Problem -> Your answer should be only the lines below from the one with "Target: snow covered path" to the one with "Put one point on each instance of the distant trees.", repeated exactly, ends included.

Stored items from a collection:
╭──

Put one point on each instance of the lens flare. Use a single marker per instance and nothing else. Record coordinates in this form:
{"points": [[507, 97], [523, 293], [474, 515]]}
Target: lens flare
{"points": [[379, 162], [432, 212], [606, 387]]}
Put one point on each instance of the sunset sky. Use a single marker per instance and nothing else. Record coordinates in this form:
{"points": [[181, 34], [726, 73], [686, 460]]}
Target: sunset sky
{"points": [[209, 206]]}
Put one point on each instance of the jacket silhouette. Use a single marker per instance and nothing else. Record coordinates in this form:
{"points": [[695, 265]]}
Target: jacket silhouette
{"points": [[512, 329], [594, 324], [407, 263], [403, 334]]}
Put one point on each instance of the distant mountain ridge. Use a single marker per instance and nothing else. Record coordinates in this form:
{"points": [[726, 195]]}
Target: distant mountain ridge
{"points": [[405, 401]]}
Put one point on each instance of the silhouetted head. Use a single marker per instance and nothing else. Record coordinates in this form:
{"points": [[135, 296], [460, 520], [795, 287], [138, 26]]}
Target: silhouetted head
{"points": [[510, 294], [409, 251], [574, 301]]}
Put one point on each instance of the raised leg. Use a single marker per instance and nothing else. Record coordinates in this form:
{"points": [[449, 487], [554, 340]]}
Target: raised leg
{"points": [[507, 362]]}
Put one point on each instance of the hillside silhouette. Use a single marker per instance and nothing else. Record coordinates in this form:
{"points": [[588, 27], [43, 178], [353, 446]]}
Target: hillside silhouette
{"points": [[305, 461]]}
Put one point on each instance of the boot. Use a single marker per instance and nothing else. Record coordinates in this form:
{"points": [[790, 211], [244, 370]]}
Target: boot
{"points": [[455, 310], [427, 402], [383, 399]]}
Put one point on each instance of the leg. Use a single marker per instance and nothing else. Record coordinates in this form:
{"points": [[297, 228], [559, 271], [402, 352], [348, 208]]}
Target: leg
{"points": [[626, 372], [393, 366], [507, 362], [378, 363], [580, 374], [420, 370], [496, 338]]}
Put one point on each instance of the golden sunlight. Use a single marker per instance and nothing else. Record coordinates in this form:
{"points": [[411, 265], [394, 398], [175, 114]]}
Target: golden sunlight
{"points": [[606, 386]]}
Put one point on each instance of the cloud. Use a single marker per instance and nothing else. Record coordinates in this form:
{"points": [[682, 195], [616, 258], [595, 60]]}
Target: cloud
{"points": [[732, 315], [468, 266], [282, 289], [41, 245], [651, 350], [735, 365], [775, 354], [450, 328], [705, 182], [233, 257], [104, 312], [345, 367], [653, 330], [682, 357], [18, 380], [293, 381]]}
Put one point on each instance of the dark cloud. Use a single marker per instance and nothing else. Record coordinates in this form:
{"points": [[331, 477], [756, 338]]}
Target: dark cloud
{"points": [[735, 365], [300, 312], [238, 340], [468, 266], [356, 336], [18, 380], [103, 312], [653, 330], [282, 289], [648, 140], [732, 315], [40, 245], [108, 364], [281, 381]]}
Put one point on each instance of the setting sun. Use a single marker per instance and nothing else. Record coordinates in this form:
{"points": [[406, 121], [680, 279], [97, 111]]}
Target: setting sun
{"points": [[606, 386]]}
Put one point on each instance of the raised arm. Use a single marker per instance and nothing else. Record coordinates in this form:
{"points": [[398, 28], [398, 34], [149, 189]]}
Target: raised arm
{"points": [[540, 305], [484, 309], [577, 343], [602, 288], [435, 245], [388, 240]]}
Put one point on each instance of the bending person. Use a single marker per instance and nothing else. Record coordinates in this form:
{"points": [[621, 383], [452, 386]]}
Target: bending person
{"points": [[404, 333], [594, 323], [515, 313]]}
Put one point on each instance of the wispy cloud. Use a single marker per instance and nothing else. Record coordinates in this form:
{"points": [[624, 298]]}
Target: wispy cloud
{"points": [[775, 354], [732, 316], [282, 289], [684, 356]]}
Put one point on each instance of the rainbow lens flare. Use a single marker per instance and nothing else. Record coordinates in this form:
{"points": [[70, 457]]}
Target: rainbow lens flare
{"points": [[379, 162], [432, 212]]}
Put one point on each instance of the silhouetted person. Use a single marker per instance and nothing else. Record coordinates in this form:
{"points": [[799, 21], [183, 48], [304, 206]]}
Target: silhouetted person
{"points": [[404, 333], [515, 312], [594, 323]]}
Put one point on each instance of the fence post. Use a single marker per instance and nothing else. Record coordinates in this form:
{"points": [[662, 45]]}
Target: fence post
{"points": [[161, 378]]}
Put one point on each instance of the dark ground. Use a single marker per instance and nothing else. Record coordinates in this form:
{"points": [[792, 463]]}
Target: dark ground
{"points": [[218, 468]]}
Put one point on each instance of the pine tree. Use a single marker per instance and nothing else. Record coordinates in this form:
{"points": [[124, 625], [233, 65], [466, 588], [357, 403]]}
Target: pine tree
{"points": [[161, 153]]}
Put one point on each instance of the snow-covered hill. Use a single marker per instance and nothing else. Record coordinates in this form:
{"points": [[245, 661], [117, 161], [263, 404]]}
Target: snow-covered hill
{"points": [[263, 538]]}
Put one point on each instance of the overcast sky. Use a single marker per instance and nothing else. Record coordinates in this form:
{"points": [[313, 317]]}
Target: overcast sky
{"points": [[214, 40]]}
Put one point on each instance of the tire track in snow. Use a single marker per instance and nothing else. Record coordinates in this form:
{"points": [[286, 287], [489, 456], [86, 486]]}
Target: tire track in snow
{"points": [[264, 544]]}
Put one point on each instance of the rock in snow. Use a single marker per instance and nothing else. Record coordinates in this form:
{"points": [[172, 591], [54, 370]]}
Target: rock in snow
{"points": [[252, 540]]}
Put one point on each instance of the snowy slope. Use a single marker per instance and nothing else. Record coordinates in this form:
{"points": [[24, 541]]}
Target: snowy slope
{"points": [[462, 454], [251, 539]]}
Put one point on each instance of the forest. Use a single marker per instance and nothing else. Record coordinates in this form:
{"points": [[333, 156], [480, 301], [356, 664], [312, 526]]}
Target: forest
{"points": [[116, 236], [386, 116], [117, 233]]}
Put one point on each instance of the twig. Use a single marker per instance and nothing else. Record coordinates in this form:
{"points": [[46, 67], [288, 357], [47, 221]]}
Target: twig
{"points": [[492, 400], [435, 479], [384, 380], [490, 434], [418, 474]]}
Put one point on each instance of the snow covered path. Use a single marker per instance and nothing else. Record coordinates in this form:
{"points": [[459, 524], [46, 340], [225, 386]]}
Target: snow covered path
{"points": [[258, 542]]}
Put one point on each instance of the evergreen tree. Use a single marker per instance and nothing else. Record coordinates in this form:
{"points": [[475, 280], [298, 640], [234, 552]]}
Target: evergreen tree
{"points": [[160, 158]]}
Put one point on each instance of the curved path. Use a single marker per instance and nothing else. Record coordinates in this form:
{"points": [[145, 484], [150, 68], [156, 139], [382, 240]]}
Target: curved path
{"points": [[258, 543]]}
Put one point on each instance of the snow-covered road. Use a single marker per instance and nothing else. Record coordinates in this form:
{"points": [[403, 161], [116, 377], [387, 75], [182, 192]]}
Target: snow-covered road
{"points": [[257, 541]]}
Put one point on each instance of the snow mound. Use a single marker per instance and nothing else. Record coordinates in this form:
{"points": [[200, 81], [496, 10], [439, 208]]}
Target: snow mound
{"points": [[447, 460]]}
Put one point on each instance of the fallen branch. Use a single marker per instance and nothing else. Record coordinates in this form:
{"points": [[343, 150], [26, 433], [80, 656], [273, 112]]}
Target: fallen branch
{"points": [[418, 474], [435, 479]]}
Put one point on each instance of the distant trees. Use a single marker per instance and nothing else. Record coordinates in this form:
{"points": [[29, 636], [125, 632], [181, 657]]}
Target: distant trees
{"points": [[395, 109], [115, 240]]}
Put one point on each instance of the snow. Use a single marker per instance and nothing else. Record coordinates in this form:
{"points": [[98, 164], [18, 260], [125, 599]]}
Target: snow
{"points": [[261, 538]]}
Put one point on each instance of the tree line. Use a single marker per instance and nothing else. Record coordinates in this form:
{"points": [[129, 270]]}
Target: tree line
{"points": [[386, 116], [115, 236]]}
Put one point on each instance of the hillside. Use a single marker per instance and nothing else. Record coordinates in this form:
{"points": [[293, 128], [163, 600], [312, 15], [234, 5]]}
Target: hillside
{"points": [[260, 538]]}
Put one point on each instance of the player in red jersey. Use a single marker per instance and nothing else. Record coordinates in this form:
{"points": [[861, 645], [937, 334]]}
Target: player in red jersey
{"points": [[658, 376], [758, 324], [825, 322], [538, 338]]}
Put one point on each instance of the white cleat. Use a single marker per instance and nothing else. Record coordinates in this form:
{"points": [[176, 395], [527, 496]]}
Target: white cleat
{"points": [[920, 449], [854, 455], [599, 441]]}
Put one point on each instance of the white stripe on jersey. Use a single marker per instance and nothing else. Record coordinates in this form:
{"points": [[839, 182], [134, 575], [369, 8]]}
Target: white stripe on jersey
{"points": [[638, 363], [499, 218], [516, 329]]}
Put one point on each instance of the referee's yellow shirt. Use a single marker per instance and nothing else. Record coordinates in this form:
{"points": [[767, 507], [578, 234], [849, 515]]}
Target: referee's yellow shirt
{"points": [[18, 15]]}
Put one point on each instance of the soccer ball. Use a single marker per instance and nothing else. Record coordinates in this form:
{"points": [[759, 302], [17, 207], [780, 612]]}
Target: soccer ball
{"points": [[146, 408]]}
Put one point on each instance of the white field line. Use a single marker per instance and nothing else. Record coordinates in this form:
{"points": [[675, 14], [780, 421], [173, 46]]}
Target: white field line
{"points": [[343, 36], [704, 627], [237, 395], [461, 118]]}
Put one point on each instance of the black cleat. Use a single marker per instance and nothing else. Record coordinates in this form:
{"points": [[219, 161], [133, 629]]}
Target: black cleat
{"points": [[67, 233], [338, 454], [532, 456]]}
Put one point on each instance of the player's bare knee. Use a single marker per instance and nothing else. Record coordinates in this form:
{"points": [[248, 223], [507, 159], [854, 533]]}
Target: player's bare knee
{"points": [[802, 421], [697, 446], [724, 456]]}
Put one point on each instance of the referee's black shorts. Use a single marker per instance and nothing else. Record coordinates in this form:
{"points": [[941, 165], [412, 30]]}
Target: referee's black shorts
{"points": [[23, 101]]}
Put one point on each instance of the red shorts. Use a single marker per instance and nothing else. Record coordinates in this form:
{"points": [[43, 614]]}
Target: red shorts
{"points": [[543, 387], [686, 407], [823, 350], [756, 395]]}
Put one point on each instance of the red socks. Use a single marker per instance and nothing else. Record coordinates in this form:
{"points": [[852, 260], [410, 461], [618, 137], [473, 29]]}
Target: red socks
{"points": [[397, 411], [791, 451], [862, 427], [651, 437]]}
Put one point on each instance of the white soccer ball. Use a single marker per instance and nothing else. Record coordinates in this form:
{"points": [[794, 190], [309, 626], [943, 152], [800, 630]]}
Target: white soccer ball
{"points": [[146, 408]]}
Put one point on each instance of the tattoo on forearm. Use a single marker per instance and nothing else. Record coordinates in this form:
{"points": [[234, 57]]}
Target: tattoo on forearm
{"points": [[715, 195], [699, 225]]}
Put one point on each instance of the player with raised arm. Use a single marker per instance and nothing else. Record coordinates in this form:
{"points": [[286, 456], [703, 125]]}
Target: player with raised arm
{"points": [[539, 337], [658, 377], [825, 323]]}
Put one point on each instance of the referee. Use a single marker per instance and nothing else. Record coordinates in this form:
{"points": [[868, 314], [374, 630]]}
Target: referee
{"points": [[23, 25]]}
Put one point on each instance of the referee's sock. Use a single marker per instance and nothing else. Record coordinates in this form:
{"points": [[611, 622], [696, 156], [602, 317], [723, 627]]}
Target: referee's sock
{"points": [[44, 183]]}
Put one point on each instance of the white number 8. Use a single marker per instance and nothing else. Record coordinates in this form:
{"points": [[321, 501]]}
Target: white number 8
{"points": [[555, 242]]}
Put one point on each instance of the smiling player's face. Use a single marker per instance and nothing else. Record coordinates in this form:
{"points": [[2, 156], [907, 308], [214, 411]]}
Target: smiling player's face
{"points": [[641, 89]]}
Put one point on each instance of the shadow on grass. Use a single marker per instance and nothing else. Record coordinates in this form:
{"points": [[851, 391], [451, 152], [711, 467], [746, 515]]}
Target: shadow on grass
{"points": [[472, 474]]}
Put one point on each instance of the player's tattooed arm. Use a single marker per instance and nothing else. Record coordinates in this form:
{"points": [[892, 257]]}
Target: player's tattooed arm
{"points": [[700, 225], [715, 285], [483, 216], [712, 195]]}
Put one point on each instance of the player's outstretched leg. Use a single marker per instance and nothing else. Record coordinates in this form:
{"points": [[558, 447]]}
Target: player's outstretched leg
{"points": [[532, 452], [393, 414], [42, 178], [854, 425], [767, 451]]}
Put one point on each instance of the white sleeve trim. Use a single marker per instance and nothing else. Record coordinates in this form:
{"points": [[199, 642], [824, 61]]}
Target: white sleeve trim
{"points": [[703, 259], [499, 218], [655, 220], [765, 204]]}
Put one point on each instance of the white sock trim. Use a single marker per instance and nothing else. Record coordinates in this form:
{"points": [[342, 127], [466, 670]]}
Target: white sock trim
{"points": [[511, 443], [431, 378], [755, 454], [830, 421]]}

╰──

Solution for this problem ->
Target: snow covered path
{"points": [[258, 542]]}
Put one point on each instance of the evergreen tree. Use a single marker per instance and nothing else. Record coordinates in this form:
{"points": [[475, 280], [298, 640], [234, 552]]}
Target: evergreen tree
{"points": [[160, 158]]}
Put one point on each instance of the curved path. Use a single marker per instance and nothing else. Record coordinates in this form:
{"points": [[145, 484], [150, 68], [156, 139], [382, 240]]}
Target: curved path
{"points": [[258, 543]]}
Put one point on each instance of the snow-covered road. Use a single marker per instance and nothing else. Record coordinates in this form:
{"points": [[403, 161], [116, 377], [387, 75], [182, 192]]}
Target: snow-covered road
{"points": [[257, 541]]}
Put one point on each instance of the snow mound. Use a single marker per instance and nothing else. Record coordinates in this form:
{"points": [[200, 81], [496, 10], [439, 208]]}
Target: snow mound
{"points": [[447, 460]]}
Put one point on each instance of the fallen branch. Use a single marker per instance and nothing else. Record coordinates in this form:
{"points": [[343, 150], [26, 433], [80, 656], [273, 112]]}
Target: fallen branch
{"points": [[418, 474], [435, 479]]}
Put one point on each instance of the distant trees. Use a single marker per instance and nothing else. Record coordinates in this form:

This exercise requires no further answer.